● Exercise goal: Beginning at the line that contains "positive clicks: (348, 267)" and ending at the last line of the records below, retype each line exactly and add nothing.

*** Record excerpts ***

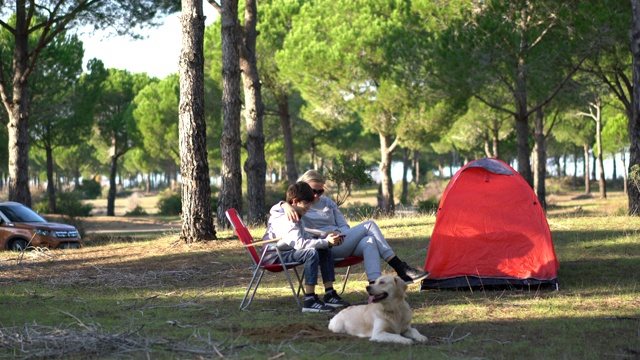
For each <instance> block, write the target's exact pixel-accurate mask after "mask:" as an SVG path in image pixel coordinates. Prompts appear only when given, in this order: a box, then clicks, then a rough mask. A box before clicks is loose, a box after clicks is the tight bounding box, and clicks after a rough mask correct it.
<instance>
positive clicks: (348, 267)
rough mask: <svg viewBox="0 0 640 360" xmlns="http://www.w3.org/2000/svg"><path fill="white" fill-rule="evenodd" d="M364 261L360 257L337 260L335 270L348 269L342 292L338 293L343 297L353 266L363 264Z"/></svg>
mask: <svg viewBox="0 0 640 360" xmlns="http://www.w3.org/2000/svg"><path fill="white" fill-rule="evenodd" d="M363 260H364V258H363V257H360V256H347V257H345V258H344V259H335V260H334V263H333V267H334V268H339V267H346V268H347V272H346V273H345V274H344V281H343V282H342V290H340V292H339V293H338V294H339V295H342V293H343V292H344V289H346V287H347V281H348V280H349V274H350V273H351V266H353V265H356V264H359V263H361V262H362V261H363Z"/></svg>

*** End of Record excerpts ***

● Response to this exercise:
positive clicks: (348, 267)
rough mask: <svg viewBox="0 0 640 360" xmlns="http://www.w3.org/2000/svg"><path fill="white" fill-rule="evenodd" d="M364 261L360 257L337 260L335 270L348 269L342 292L338 293L343 297L353 266L363 264Z"/></svg>
mask: <svg viewBox="0 0 640 360" xmlns="http://www.w3.org/2000/svg"><path fill="white" fill-rule="evenodd" d="M363 260H364V258H363V257H360V256H347V257H345V258H344V259H335V260H334V263H333V267H334V268H339V267H346V268H347V272H346V273H345V274H344V281H343V282H342V290H340V292H339V293H338V294H339V295H342V293H343V292H344V289H346V287H347V281H348V280H349V274H350V273H351V266H353V265H356V264H359V263H361V262H362V261H363Z"/></svg>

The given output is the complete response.